### 任务说明 1:
在这篇 DataX 使用说明中,第一个作业配置里的 "channel" 设为多少?

### 阅读材料:

先看文章底部的注意事项
datax使用插件式开发,官方参考文档如下:https://github.com/alibaba/DataX/blob/master/dataxPluginDev.md
描述:streaming reader—>streaming writer (官网例子)
[root@hadoop01 home]# cd /usr/local/datax/
[root@hadoop01 datax]# vi ./job/first.json
内容如下:
{
"job": {
"content": [
{
"reader": {
"name": "streamreader",
"parameter": {
"sliceRecordCount": 10,
"column": [
{
"type": "long",
"value": "10"
},
{
"type": "string",
"value": "hello,你好,世界-DataX"
}
]
}
},
"writer": {
"name": "streamwriter",
"parameter": {
"encoding": "UTF-8",
"print": true
}
}
}
],
"setting": {
"speed": {
"channel": 5
}
}
}
}
运行job:
[root@hadoop01 datax]# python ./bin/datax.py ./job/first.json
运行过程如下:
描述:mysql reader----> hdfs writer
从mysql读取数据 reader
然后写入hdfs,使用writer
[root@hadoop01 datax]# vi ./job/mysql2hdfs.json
内容如下:
{
"job": {
"content": [
{
"reader": {
"name": "mysqlreader",
"parameter": {
"column": [
"id",
"name"

### 任务说明 2:
返回下方所有含有字符串“dark”的行,匹配时区分大小写。

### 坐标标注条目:
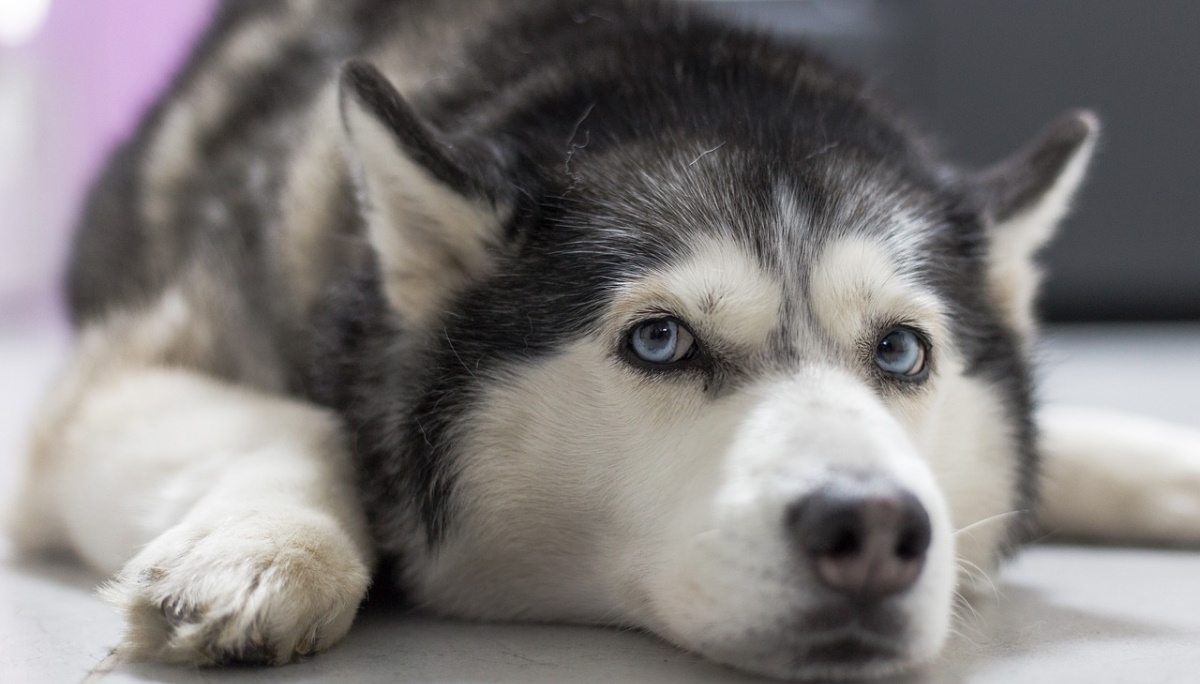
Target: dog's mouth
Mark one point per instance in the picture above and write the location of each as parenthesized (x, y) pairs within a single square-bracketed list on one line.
[(868, 645), (851, 648)]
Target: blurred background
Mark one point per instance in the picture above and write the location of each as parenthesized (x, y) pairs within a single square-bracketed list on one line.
[(75, 76)]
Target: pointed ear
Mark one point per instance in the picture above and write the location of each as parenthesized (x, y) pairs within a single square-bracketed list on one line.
[(1024, 198), (433, 210)]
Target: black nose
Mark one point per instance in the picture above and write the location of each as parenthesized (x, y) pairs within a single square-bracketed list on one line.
[(865, 539)]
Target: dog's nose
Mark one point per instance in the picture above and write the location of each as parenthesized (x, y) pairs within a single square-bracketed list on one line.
[(864, 540)]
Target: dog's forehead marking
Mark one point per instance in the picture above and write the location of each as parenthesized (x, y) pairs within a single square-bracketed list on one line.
[(856, 282), (717, 287)]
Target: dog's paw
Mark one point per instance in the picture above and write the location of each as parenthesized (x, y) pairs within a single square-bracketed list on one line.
[(261, 588)]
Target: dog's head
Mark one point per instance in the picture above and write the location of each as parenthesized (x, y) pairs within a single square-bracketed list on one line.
[(720, 352)]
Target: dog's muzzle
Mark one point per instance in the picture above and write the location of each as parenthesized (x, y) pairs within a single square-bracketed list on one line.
[(865, 539)]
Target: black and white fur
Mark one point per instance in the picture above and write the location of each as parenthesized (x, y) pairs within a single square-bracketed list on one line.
[(358, 299)]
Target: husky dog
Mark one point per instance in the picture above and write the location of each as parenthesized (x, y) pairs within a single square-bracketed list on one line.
[(574, 311)]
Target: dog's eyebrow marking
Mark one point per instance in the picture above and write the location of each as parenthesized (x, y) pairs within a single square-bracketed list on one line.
[(706, 153), (857, 282)]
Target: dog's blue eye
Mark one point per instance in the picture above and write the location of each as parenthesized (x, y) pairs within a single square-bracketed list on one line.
[(901, 352), (661, 341)]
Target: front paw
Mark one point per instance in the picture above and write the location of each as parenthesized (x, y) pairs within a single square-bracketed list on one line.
[(256, 588)]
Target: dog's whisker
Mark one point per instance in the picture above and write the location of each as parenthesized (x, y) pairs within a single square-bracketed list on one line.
[(988, 520)]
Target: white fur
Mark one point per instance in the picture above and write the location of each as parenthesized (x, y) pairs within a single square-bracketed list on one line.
[(430, 239), (1111, 475), (239, 507), (1013, 269), (856, 283), (174, 149)]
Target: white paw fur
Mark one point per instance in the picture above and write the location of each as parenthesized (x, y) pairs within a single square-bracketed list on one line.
[(259, 587), (1117, 477)]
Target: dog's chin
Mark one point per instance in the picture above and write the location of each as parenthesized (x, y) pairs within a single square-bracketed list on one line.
[(838, 657)]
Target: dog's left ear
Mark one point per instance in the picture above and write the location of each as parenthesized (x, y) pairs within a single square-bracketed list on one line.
[(433, 207), (1024, 198)]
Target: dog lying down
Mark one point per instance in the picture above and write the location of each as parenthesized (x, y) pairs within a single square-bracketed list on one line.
[(564, 311)]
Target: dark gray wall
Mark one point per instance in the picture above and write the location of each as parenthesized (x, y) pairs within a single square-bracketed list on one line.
[(985, 75)]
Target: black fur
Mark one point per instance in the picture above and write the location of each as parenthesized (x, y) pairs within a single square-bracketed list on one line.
[(595, 79)]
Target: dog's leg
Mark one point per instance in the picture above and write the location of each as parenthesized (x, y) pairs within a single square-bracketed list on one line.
[(237, 507), (1115, 477)]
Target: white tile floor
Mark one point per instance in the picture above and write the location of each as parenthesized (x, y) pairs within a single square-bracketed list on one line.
[(1062, 615)]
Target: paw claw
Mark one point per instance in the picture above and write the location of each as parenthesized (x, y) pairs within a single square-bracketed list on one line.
[(239, 594)]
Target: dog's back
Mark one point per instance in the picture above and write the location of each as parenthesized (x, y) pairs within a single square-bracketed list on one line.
[(586, 311)]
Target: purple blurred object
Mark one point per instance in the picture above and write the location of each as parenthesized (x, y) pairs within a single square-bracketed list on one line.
[(67, 97)]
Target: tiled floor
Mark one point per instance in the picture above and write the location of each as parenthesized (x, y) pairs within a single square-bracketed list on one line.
[(1061, 615)]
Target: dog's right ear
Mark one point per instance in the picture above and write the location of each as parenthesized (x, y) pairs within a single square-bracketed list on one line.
[(432, 209)]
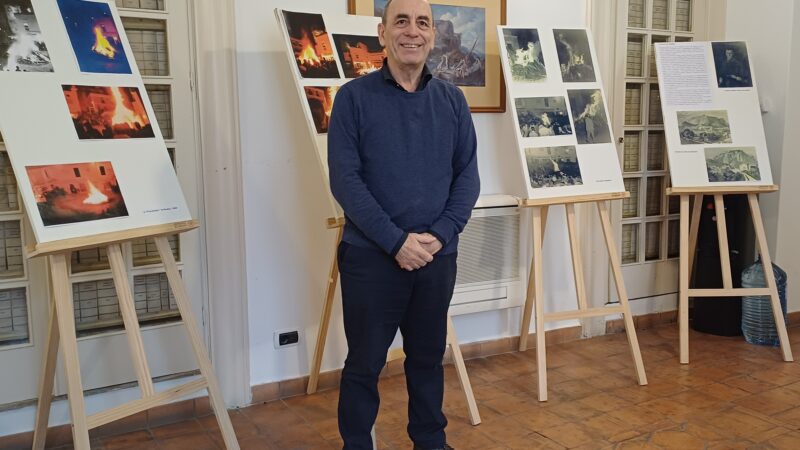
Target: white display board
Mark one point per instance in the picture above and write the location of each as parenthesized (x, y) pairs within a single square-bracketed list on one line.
[(561, 122), (79, 128), (324, 52), (712, 119)]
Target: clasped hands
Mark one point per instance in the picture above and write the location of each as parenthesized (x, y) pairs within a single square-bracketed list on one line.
[(417, 251)]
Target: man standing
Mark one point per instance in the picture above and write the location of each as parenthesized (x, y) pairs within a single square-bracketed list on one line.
[(402, 160)]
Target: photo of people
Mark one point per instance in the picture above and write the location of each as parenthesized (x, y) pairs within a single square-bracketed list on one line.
[(22, 47), (704, 127), (311, 44), (553, 166), (574, 56), (589, 113), (94, 36), (102, 112), (320, 102), (79, 192), (732, 64), (542, 116), (524, 54), (732, 164), (359, 55)]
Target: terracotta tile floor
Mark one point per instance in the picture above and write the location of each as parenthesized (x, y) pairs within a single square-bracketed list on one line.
[(732, 396)]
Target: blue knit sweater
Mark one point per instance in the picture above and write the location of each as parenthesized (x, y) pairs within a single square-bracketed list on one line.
[(402, 162)]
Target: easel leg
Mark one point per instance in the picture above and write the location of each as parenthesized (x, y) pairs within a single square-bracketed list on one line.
[(683, 288), (769, 276), (619, 281), (461, 370), (327, 307), (196, 339), (69, 348)]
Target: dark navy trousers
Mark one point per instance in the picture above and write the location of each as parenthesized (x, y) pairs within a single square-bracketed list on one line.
[(378, 297)]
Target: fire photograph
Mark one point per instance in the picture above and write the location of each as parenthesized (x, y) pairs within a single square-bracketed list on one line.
[(311, 44), (94, 36), (320, 102), (79, 192), (22, 47), (102, 112), (359, 55)]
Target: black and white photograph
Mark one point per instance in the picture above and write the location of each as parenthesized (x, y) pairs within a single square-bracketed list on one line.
[(589, 113), (525, 57), (553, 166), (732, 64), (542, 116), (574, 56), (732, 164), (22, 47), (704, 127)]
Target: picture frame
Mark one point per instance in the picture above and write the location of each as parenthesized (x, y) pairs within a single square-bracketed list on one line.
[(484, 87)]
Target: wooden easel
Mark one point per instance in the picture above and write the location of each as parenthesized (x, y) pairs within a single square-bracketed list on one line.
[(688, 244), (535, 295), (322, 334), (62, 332)]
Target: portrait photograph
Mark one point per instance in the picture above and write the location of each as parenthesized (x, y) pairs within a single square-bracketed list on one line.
[(311, 44), (359, 55), (22, 47), (732, 64), (732, 164), (553, 166), (103, 112), (525, 57), (542, 116), (574, 56), (320, 103), (94, 36), (79, 192), (589, 114), (704, 127)]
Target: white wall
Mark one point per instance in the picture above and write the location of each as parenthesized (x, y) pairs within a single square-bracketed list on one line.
[(288, 247)]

### 正确答案 1:
5

### 正确答案 2:
Target: dark gray wall
Target: dark navy trousers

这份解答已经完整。